[Collected data]
"""
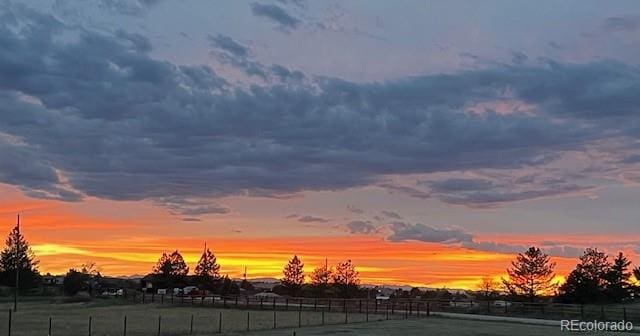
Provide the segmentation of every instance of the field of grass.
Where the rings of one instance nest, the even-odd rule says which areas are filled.
[[[296,336],[560,336],[569,335],[559,327],[518,323],[482,322],[429,317],[325,327],[295,329]],[[630,335],[628,333],[576,333],[579,335]],[[238,334],[239,335],[239,334]],[[246,336],[291,336],[293,330],[243,333]],[[632,334],[634,335],[634,334]]]
[[[7,335],[9,310],[12,305],[0,303],[0,334]],[[290,328],[310,325],[341,324],[345,322],[343,313],[321,313],[311,311],[261,311],[218,309],[198,306],[161,306],[156,304],[127,304],[119,300],[96,300],[88,303],[59,303],[55,300],[27,301],[12,314],[12,336],[157,335],[160,323],[161,335],[211,335],[220,329],[223,333]],[[222,325],[220,318],[222,317]],[[371,321],[383,319],[383,315],[369,315]],[[395,317],[399,318],[399,317]],[[364,314],[349,314],[349,323],[364,322]],[[192,326],[193,321],[193,328]]]
[[[0,335],[8,335],[10,302],[0,301]],[[323,322],[324,326],[319,326]],[[297,336],[320,335],[566,335],[558,327],[517,323],[470,321],[442,317],[403,319],[400,315],[368,316],[313,311],[219,309],[198,306],[131,304],[121,300],[94,300],[86,303],[62,303],[55,298],[28,299],[21,302],[19,312],[12,313],[12,336],[152,336],[225,335]],[[222,317],[222,325],[220,318]],[[51,333],[49,334],[49,319]],[[89,333],[91,318],[91,333]],[[360,322],[360,323],[359,323]],[[247,323],[250,329],[247,332]],[[299,324],[302,327],[299,327]],[[581,333],[584,335],[595,335]],[[616,335],[598,333],[597,335]]]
"""
» Requirement
Send back the data above verbatim, leaving out its pictures.

» Completed exercise
Provide the segmentation of every instance of the field of grass.
Where the rings of one instance nest, the even-odd rule says which areas are filled.
[[[296,336],[560,336],[569,335],[559,327],[518,323],[482,322],[429,317],[325,327],[295,329]],[[630,335],[628,333],[576,333],[579,335]],[[238,334],[239,335],[239,334]],[[246,336],[291,336],[293,330],[243,333]],[[632,334],[634,335],[634,334]]]
[[[7,335],[9,310],[12,305],[0,303],[0,334]],[[290,328],[310,325],[341,324],[345,322],[343,313],[321,313],[311,311],[261,311],[218,309],[198,306],[161,306],[156,304],[127,304],[119,300],[96,300],[88,303],[59,303],[55,300],[27,301],[12,314],[12,336],[157,335],[160,323],[161,335],[211,335],[220,329],[223,333]],[[222,325],[220,318],[222,317]],[[371,321],[383,319],[383,315],[369,315]],[[395,317],[399,318],[399,317]],[[364,314],[349,314],[349,323],[364,322]],[[192,326],[193,321],[193,328]]]
[[[0,335],[8,335],[10,302],[0,301]],[[323,322],[324,326],[319,326]],[[297,336],[320,335],[566,335],[558,327],[517,323],[470,321],[442,317],[403,319],[400,315],[368,316],[313,311],[219,309],[198,306],[131,304],[121,300],[94,300],[86,303],[62,303],[55,298],[28,299],[21,302],[19,312],[12,313],[12,336],[152,336],[225,335]],[[222,317],[222,325],[220,318]],[[51,333],[49,334],[49,319]],[[89,333],[91,318],[91,333]],[[360,322],[360,323],[359,323]],[[247,323],[250,329],[247,332]],[[299,324],[302,327],[299,327]],[[581,333],[584,335],[595,335]],[[616,335],[598,333],[597,335]]]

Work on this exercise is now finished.